GIVEN RECORDS -
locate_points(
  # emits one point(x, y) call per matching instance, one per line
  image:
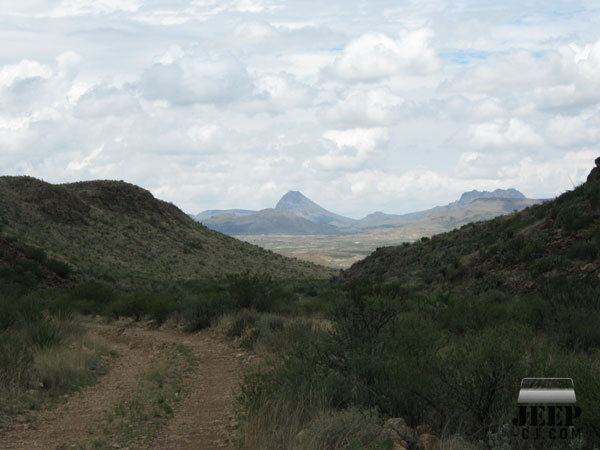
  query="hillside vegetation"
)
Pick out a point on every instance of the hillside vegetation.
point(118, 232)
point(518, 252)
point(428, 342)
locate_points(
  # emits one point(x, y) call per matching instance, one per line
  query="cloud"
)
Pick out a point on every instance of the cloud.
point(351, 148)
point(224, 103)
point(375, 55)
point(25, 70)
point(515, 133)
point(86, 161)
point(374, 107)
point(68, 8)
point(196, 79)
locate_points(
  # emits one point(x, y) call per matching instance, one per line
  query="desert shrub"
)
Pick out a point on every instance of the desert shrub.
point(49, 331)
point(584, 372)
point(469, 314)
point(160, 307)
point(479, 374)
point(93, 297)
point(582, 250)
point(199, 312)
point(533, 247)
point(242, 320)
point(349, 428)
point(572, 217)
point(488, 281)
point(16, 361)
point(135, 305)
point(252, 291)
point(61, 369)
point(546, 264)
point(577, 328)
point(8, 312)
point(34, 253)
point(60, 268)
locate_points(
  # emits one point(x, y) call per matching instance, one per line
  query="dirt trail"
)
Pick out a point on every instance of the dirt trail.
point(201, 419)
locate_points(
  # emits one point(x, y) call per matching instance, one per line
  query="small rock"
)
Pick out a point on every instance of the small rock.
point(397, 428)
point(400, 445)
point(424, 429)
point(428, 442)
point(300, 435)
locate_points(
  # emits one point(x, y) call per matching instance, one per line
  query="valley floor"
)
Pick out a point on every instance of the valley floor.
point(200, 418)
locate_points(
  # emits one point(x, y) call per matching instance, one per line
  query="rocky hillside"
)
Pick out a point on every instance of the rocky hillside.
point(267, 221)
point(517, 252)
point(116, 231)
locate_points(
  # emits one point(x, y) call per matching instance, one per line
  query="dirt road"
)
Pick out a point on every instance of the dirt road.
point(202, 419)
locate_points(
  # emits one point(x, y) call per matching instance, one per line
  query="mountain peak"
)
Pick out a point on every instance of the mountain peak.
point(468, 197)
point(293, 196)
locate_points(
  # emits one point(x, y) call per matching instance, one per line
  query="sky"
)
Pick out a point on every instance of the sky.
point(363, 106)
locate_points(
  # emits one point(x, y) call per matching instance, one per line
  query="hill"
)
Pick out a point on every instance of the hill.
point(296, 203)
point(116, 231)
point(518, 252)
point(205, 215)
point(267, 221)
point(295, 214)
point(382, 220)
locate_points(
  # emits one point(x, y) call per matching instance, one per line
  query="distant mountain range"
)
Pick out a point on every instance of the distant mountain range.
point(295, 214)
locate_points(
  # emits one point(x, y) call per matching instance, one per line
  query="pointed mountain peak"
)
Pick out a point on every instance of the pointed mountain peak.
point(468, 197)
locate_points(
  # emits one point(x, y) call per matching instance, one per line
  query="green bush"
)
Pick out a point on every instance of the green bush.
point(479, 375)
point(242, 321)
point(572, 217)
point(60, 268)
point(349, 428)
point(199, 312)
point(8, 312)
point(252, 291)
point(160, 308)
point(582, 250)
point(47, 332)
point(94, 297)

WORK INSTRUCTIONS - Reproduce the full listing verbatim so that only the pictures are missing.

REPLY -
locate_points(
  # emits one point(x, y) call per matching instance, one per line
  image:
  query="hillside vegetation"
)
Pick out a point on every instance of the hillside vegetation.
point(118, 232)
point(518, 252)
point(428, 342)
locate_points(
  # emits one point(x, y) call per matching instance, one per line
  query="cloud"
)
Pick out a point on every instance of the cloud.
point(351, 148)
point(224, 103)
point(375, 55)
point(25, 70)
point(515, 133)
point(86, 161)
point(374, 107)
point(68, 8)
point(196, 79)
locate_points(
  # emits one point(x, y) call per matching instance, one per line
  query="desert shrub"
)
Pick out a point on every instance of the desert shrub.
point(49, 331)
point(584, 372)
point(469, 314)
point(160, 307)
point(479, 374)
point(93, 297)
point(582, 250)
point(199, 312)
point(533, 247)
point(242, 320)
point(349, 428)
point(572, 217)
point(488, 281)
point(16, 361)
point(135, 305)
point(252, 291)
point(61, 369)
point(546, 264)
point(577, 328)
point(8, 312)
point(34, 253)
point(60, 268)
locate_points(
  # emits one point(x, y) call per matching instance, one per line
  query="dirt trail"
)
Pick out a point on every instance of the dirt trail.
point(201, 419)
locate_points(
  # emits one point(x, y) call per matching instance, one per line
  query="small rock"
)
Pick out a point on every instance of the small rock.
point(397, 428)
point(400, 445)
point(424, 429)
point(428, 442)
point(300, 435)
locate_points(
  # emits one point(x, y) call per matching instance, one per line
  query="valley floor"
)
Pick out a point on every instance of the valley floor.
point(200, 418)
locate_points(
  # emits one point(x, y) call per matching instance, one per line
  query="rocky hillside"
)
Pick out a point on every instance of the rocky hillside.
point(267, 221)
point(517, 252)
point(116, 231)
locate_points(
  # emits one point(x, y) call per matching instance, one per line
  query="dirt road"
)
Pick out a point on every instance of the dirt road.
point(202, 419)
locate_points(
  # emits one point(x, y) call per matching instance, one per line
  query="mountain peak"
)
Pick out a point on every instance of the mountain peak.
point(468, 197)
point(293, 196)
locate_points(
  # emits one point(x, y) call per matching instance, one per line
  query="sky"
)
Pick out a point on every instance of the sky.
point(363, 106)
locate_points(
  # emits one point(x, y) call per matching instance, one per line
  query="hill"
)
Pick out a point on every instance of the hill.
point(296, 203)
point(116, 231)
point(518, 252)
point(205, 215)
point(267, 221)
point(295, 214)
point(382, 220)
locate_points(
  # emits one point(x, y) call per matching instance, one per line
  query="distant mountain range"
)
Pick out a point on every instance of the distant mountain range.
point(295, 214)
locate_points(
  # emits one point(x, y) call per matching instance, one per line
  query="pointed mountain peak"
)
Pick out a point on every instance of the pointed mountain peak.
point(468, 197)
locate_points(
  # emits one point(x, y) call per matching instance, one per line
  query="green bush"
)
Pick out a point on every instance of the green bush.
point(479, 375)
point(242, 321)
point(572, 217)
point(60, 268)
point(349, 428)
point(199, 312)
point(8, 312)
point(252, 291)
point(160, 308)
point(582, 250)
point(47, 332)
point(94, 297)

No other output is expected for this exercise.